_WHAT IS EXPECTED_
Here are the records. Write out exactly the lines between the one holding "Query: ocean surface" and the one holding "Query: gray dolphin", inclusive.

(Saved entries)
┌──

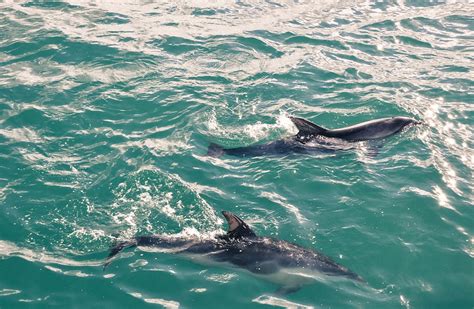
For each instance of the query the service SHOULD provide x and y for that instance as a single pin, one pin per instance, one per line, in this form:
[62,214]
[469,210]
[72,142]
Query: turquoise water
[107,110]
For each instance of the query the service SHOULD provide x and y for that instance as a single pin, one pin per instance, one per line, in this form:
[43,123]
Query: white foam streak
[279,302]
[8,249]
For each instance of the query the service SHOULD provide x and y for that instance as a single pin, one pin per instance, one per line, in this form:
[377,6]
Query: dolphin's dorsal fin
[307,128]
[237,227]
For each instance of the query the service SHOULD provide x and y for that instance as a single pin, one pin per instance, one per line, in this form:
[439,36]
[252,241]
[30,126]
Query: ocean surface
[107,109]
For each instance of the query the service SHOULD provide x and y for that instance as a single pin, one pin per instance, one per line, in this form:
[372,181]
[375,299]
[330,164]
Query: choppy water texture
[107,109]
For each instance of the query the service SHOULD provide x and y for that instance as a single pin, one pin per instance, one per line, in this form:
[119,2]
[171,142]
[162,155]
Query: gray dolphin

└──
┌──

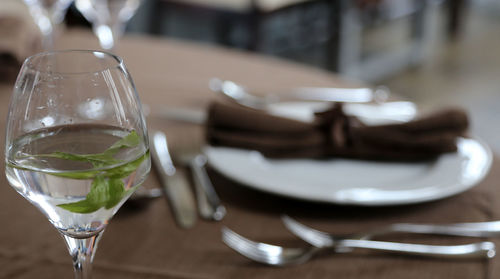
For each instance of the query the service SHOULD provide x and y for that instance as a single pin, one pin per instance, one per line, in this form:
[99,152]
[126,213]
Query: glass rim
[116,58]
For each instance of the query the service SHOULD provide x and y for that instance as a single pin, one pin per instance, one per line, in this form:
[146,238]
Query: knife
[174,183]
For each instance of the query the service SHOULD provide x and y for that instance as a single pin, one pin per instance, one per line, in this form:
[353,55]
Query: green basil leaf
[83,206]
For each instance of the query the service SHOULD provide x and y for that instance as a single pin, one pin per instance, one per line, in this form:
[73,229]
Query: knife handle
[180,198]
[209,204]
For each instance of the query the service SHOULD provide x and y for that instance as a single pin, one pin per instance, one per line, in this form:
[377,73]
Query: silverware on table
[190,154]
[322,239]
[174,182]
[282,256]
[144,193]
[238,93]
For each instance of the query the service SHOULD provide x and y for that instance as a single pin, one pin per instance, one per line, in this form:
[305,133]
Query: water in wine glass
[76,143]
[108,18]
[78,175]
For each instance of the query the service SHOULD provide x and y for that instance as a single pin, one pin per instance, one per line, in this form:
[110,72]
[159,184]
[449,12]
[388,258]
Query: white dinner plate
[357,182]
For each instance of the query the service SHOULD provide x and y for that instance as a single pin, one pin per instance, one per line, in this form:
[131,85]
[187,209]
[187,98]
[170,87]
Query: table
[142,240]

└──
┌──

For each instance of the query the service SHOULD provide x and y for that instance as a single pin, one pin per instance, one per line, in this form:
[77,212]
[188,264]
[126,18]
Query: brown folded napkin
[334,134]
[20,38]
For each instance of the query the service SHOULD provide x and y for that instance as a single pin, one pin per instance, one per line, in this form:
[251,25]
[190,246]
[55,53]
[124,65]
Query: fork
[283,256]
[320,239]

└──

_RESPONSE_
Query: ocean surface
[107,109]
For each instance of the query the service SHOULD provide x and y for that instance as a single pin, one pin per instance, one per line, in this form:
[372,181]
[375,299]
[330,164]
Query: choppy water texture
[107,109]
For each instance of the query the service SHOULD provide x and y for that instance as a single pin, one pin per instance, one per line, in this form:
[119,2]
[171,142]
[162,155]
Query: gray dolphin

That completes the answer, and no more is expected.